--- START ---

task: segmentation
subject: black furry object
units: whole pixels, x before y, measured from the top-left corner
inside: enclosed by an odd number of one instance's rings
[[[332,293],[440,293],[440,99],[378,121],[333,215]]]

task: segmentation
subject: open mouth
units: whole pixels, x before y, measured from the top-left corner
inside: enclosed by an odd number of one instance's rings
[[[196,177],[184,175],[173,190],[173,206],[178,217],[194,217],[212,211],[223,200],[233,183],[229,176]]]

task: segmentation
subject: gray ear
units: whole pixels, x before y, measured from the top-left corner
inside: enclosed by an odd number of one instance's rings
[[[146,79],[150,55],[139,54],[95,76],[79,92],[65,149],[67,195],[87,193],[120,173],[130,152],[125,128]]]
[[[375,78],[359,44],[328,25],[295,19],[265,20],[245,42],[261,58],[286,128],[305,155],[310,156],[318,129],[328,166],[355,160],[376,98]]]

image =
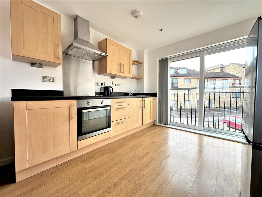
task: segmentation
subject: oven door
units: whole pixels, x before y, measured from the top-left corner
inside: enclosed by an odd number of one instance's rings
[[[77,108],[77,141],[111,130],[111,106]]]

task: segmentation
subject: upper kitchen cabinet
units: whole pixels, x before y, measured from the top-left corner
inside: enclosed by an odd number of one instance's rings
[[[31,0],[10,1],[12,59],[62,63],[61,16]]]
[[[99,75],[123,79],[132,77],[132,50],[108,38],[99,42],[98,48],[108,55],[99,60]]]

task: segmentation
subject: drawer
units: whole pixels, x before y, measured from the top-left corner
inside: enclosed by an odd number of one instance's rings
[[[111,121],[129,117],[129,105],[113,106],[111,107]]]
[[[83,140],[78,141],[77,142],[77,149],[79,149],[84,147],[110,137],[111,137],[111,131],[108,131],[95,136],[93,136],[85,139]]]
[[[129,98],[112,98],[111,99],[111,106],[126,105],[129,105]]]
[[[129,118],[125,118],[111,123],[111,137],[129,130]]]

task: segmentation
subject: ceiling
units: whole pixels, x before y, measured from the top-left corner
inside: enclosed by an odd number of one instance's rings
[[[137,51],[170,44],[261,13],[261,1],[37,1],[72,19],[79,15],[90,21],[90,28]],[[136,19],[132,13],[137,9],[142,15]]]

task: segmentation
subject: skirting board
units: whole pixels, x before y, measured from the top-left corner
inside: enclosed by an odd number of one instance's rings
[[[0,166],[12,163],[14,161],[14,160],[15,157],[14,156],[1,159],[0,160]]]
[[[43,163],[37,164],[15,173],[15,180],[17,182],[44,171],[69,160],[73,159],[106,144],[153,125],[154,122],[128,131],[113,137],[94,143],[74,151],[67,153]]]

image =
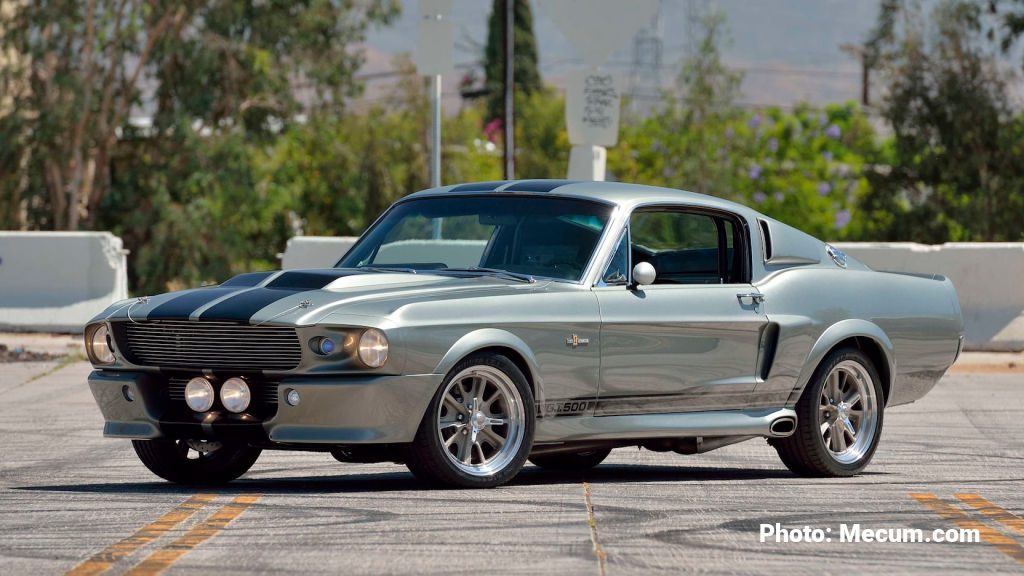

--- END ---

Pull out every line in the items above that contains the word "subject". Case counts.

subject: black furry object
subject: open mouth
subject: gray ear
subject: oven door
subject: upper kitchen cabinet
subject: drawer
subject: ceiling
subject: skirting board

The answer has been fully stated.